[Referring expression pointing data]
^^^^^^^^

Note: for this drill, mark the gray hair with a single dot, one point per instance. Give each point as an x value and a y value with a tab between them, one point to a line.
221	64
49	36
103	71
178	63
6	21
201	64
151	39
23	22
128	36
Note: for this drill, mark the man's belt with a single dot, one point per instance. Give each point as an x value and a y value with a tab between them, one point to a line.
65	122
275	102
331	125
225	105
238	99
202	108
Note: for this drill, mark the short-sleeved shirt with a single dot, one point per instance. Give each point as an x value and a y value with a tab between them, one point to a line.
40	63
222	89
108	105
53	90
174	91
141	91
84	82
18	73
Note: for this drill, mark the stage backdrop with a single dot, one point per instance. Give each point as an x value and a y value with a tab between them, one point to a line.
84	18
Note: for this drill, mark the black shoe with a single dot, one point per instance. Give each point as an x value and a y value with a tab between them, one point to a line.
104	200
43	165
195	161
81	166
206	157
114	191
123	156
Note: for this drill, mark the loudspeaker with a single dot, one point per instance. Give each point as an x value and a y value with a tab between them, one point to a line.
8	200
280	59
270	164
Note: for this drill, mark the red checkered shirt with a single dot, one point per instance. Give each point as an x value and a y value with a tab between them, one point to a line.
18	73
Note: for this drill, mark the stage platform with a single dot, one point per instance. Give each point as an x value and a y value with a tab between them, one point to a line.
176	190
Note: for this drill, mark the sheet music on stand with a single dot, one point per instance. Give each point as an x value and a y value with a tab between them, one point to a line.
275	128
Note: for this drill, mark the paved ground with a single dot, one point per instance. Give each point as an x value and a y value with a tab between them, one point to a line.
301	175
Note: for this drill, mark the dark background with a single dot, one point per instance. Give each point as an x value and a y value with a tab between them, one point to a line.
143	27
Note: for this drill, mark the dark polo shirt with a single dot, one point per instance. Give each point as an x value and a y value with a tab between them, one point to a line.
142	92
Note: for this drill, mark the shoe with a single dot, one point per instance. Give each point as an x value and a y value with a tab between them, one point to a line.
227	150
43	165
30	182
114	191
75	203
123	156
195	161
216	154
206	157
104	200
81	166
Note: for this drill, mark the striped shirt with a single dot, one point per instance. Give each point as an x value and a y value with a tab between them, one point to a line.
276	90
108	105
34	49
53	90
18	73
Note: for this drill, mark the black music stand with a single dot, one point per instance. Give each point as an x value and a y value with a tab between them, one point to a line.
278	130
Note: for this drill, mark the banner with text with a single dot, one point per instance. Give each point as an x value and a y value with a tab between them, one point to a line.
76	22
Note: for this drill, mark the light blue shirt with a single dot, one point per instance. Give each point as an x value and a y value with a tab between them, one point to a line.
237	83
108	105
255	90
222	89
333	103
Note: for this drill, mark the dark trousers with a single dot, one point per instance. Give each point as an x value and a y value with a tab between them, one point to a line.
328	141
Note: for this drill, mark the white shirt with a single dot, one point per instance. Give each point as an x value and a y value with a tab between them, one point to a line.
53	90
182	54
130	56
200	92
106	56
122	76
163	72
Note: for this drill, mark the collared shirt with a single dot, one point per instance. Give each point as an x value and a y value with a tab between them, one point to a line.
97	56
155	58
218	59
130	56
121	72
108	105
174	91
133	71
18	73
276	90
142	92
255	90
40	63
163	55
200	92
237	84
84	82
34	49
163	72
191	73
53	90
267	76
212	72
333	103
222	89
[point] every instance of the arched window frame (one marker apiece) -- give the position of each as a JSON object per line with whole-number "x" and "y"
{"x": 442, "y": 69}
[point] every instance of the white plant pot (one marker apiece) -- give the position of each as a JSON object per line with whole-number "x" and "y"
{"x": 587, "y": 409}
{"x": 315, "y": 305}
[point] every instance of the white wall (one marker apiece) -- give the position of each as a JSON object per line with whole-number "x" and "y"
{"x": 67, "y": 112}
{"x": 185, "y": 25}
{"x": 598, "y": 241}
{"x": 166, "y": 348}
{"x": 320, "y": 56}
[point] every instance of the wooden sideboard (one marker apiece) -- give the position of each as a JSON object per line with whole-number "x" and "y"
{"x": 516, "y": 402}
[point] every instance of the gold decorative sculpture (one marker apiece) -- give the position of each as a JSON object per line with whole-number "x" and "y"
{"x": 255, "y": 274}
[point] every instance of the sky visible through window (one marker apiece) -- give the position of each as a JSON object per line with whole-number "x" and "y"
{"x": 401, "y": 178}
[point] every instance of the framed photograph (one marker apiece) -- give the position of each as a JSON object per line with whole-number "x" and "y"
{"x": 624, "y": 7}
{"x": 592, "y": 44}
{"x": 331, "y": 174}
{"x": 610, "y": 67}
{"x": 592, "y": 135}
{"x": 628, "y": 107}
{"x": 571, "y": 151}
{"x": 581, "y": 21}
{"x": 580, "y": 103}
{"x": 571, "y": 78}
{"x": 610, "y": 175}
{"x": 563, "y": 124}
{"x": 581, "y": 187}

^^^^^^^^

● **EXERCISE GOAL**
Word for word, transcribe all of the records.

● **SOLUTION TO THE EXERCISE**
Note: for this drill, mark the gray hair with a single dot, one point per instance. Give each point as an x value and a y value with a tab between them, one point to a line.
221	64
49	36
103	71
178	63
6	21
201	64
151	39
23	22
128	36
Note: for this drill, mark the man's belt with a single dot, one point per instance. Give each point as an x value and a y value with a tab between them, one point to a line.
65	122
275	102
331	125
225	105
238	99
202	108
Note: for this drill, mark the short-sleeved shirt with a single dot, one point per instance. Give each point as an x value and a y value with a tab between them, one point to a line.
40	63
222	89
108	105
53	90
174	91
141	91
84	82
18	73
Note: for this drill, mark the stage backdrop with a single dot, one point per instance. Give each point as an x value and a y value with a tab between them, one point to a line.
84	18
Note: for this drill, mark the black shoe with a single dot, one point per instance. Give each point as an x value and a y value with a tab between them, one point to a line.
104	200
43	165
195	161
81	166
206	157
114	191
123	156
Note: for this drill, mark the loudspeaker with a single dot, one point per instance. Give each point as an x value and a y value with a tab between them, one point to a line.
8	200
280	59
270	164
Note: for this drill, mark the red checkered shirt with a single dot, one point per instance. Give each point as an x value and a y value with a tab between them, one point to a line.
18	73
Note: for this drill, mark the stage platform with a single dot, one point per instance. Give each point as an x value and a y value with a tab between them, one point to a line.
176	190
Note: for this drill, mark the sheet music on stand with a single dot, one point per instance. Give each point as an x value and a y value with a tab between them, one point to a line.
275	128
Note: for this drill, mark the paved ground with a single dot, one point per instance. Give each point as an x value and a y value with a tab between them, one point to a line.
301	175
Note: for this drill, mark the dark background with a single dot, one point per instance. Give each point as an x value and a y value with a tab between them, one point to a line.
143	27
Note: for this drill, mark the dark polo shirt with a single dot, one point per instance. Give each point as an x value and a y value with a tab between them, one point to a line.
142	92
Note: for this drill, mark the shoe with a single dot, one point per instance. Give each point as an x value and a y value with a tab between them, one point to a line.
227	150
43	165
30	182
114	191
75	203
123	156
195	161
216	154
206	157
104	200
81	166
Note: for this drill, mark the striped shirt with a single dot, one point per instance. Give each point as an x value and a y value with a tab between them, one point to a line.
276	90
108	105
34	49
53	90
18	73
Note: for this drill, mark the black music stand with a single dot, one point per instance. Give each point as an x value and a y value with a tab between them, one point to a line.
278	130
Note: for this drill, mark the banner with text with a single dot, one point per instance. Give each point as an x value and a y value with a tab between them, one point to a line.
76	22
Note: for this drill, mark the light blue shirt with a single dot, one point per instance. Give each point as an x value and a y value with a tab between them, one point to a line.
237	83
108	105
255	90
222	89
333	103
Note: for this drill, mark the dark trousers with a single dot, one point per instance. Give each point as an x value and a y value with a tab between them, one point to a line.
328	141
Note: for this drill, mark the white shirt with a single dot, one point per instance. Give each point as an x value and a y value with a tab between them, one point to a line.
53	90
182	54
130	56
200	92
106	56
122	76
163	72
Note: for this drill, mark the collared shirt with a single dot, one point per instance. Give each point as an x value and a y value with a tab between them, one point to a line.
97	56
155	58
218	59
130	56
121	72
108	105
174	91
133	71
18	73
276	90
142	92
255	90
40	63
163	55
200	92
237	84
84	82
34	49
163	72
191	73
53	90
267	76
212	72
333	103
222	89
[point] every instance of the arched window frame (one marker apiece) -- give the position of each as a JSON object per line with whole-number "x" and "y"
{"x": 442, "y": 69}
[point] every instance of the white plant pot (one marker apiece) -- give the position of each as a JSON object per line with whole-number "x" and "y"
{"x": 587, "y": 409}
{"x": 315, "y": 305}
[point] every instance of the white wall (one marker apiece) -- give the position of each as a JSON object per line with whole-number "x" and "y"
{"x": 67, "y": 112}
{"x": 185, "y": 25}
{"x": 598, "y": 241}
{"x": 166, "y": 348}
{"x": 320, "y": 56}
[point] every instance of the wooden sideboard (one marker apiece) -- give the position of each as a JSON object per line with whole-number "x" and "y"
{"x": 516, "y": 402}
[point] every instance of the gold decorative sculpture (one marker apiece) -- give the position of each as a JSON object per line with whole-number "x" and "y"
{"x": 255, "y": 274}
[point] every instance of the sky visible through window (one marker apiece) -- give the position of each as a JSON object per line with whole-number "x" and "y"
{"x": 401, "y": 178}
[point] every instance of the framed photograph (one marker apiece) -- give the position of each as a JSON object per line with whole-number "x" and "y"
{"x": 624, "y": 7}
{"x": 592, "y": 44}
{"x": 331, "y": 174}
{"x": 610, "y": 67}
{"x": 592, "y": 135}
{"x": 628, "y": 107}
{"x": 571, "y": 151}
{"x": 581, "y": 21}
{"x": 580, "y": 103}
{"x": 571, "y": 78}
{"x": 610, "y": 175}
{"x": 563, "y": 124}
{"x": 581, "y": 187}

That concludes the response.